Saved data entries

·····

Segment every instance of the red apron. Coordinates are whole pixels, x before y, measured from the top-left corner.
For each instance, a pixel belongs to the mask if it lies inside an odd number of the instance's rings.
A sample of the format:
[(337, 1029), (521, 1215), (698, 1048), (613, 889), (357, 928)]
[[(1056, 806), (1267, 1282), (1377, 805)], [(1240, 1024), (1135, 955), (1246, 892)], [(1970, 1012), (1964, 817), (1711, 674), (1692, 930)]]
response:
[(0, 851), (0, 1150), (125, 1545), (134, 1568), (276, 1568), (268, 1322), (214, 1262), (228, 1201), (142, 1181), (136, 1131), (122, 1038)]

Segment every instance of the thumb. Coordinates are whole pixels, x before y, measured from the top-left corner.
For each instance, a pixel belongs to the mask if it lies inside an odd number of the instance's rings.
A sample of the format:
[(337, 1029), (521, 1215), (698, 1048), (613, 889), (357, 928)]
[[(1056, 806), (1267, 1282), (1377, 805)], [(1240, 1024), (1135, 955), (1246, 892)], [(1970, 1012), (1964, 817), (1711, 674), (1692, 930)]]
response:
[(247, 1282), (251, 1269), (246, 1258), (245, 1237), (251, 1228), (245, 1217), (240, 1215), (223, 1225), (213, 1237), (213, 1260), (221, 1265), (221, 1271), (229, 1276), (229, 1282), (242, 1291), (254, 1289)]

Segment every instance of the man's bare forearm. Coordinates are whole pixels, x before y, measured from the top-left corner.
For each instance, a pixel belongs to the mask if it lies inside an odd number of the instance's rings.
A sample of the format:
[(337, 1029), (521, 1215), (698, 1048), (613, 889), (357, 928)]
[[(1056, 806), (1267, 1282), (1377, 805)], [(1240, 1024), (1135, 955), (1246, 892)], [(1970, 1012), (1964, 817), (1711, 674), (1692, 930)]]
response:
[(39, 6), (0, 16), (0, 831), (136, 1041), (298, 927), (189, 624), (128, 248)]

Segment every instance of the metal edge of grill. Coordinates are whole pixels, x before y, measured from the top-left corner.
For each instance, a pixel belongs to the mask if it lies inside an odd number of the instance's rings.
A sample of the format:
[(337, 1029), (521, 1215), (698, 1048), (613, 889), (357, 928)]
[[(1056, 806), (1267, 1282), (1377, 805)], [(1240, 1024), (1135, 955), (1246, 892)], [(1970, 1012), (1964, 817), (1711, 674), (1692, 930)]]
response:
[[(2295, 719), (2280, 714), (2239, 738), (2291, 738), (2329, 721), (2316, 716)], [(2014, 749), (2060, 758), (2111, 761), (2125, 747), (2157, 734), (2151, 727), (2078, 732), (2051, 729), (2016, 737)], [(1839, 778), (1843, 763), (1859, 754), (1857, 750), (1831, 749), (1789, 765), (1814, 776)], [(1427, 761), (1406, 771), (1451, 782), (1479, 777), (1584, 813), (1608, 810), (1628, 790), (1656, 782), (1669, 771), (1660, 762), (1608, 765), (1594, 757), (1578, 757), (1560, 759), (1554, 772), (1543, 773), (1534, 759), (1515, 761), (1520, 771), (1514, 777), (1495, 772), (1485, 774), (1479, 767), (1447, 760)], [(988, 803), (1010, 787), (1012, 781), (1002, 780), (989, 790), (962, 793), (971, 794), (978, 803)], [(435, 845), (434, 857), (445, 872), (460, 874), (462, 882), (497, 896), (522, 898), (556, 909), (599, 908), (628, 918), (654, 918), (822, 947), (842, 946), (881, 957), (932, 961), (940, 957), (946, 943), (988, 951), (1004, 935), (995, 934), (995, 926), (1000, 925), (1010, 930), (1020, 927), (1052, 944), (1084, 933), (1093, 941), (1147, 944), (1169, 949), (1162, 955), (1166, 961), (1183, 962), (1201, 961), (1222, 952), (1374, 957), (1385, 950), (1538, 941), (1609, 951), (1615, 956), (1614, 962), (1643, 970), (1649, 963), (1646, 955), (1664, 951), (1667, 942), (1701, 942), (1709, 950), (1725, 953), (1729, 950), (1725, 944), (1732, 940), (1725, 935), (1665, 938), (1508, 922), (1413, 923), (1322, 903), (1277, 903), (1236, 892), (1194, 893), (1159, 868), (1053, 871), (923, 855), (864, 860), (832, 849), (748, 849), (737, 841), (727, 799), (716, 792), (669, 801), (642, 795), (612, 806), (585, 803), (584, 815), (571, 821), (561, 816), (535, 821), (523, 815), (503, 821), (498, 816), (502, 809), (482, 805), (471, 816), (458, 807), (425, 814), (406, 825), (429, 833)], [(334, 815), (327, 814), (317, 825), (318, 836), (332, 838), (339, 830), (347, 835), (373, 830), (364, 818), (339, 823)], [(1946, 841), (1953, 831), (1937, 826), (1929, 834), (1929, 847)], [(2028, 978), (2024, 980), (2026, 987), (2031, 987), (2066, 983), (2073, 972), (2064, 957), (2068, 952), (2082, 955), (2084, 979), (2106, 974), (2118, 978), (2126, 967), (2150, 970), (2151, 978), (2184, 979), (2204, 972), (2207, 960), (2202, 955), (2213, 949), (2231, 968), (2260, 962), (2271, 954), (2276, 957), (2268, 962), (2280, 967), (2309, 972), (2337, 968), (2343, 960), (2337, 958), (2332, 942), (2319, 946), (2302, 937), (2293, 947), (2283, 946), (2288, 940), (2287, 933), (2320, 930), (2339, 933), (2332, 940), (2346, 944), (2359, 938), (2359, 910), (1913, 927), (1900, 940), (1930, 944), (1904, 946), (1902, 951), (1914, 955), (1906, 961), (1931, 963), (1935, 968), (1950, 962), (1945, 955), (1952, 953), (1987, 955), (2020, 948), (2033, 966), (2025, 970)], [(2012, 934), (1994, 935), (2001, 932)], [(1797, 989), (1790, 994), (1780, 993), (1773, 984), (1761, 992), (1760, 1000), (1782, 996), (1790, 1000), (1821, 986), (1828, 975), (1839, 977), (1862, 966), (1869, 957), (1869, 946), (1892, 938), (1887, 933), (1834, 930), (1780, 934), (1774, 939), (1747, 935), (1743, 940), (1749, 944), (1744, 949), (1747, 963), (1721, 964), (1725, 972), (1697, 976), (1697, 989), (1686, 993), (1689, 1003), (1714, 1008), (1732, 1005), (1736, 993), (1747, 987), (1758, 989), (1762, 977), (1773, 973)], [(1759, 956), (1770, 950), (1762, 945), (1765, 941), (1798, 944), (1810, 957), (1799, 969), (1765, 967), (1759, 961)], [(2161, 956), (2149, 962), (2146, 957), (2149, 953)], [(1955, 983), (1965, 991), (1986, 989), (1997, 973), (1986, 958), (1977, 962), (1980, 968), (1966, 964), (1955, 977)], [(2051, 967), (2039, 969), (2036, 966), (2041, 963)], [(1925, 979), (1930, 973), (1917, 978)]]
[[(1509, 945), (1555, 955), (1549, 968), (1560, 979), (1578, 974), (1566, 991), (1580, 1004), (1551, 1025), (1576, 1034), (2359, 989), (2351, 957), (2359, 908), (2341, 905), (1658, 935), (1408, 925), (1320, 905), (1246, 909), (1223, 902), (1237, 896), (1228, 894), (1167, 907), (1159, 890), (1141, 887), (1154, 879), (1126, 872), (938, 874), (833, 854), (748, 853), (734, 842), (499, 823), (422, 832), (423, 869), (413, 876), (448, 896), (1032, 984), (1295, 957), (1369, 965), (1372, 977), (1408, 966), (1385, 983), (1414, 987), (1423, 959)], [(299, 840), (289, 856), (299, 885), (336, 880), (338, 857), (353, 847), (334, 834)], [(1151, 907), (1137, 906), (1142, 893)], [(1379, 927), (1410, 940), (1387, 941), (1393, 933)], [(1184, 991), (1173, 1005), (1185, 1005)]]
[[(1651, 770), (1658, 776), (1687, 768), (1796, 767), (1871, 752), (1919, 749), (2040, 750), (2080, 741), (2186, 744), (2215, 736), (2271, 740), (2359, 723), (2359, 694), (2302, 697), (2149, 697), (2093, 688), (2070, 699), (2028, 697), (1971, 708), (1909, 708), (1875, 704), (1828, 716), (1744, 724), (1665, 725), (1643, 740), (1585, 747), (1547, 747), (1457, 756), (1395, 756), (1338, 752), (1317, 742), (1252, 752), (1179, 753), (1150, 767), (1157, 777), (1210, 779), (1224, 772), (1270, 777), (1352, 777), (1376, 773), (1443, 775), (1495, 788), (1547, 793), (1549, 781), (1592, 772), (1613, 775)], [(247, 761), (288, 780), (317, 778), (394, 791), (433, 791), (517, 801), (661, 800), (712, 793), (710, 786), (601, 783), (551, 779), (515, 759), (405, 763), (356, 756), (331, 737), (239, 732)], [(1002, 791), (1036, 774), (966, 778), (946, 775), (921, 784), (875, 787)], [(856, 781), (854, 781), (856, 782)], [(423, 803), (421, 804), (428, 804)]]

·····

TASK PROMPT:
Search the entries above for the string "every", and report each line where it occurs.

SOLUTION TO THIS EXERCISE:
Segment every instance of the red apron. Coordinates are whole pixels, x before y, measured from the top-left corner.
Segment every instance of the thumb. Coordinates are whole pixels, x before y, measured from the top-left corner.
Segment every instance of the man's bare forearm. Coordinates are whole pixels, x before y, measured from the top-left corner.
Segment every instance of the metal edge of grill. Coordinates are whole pixels, x before y, measured from the top-left corner.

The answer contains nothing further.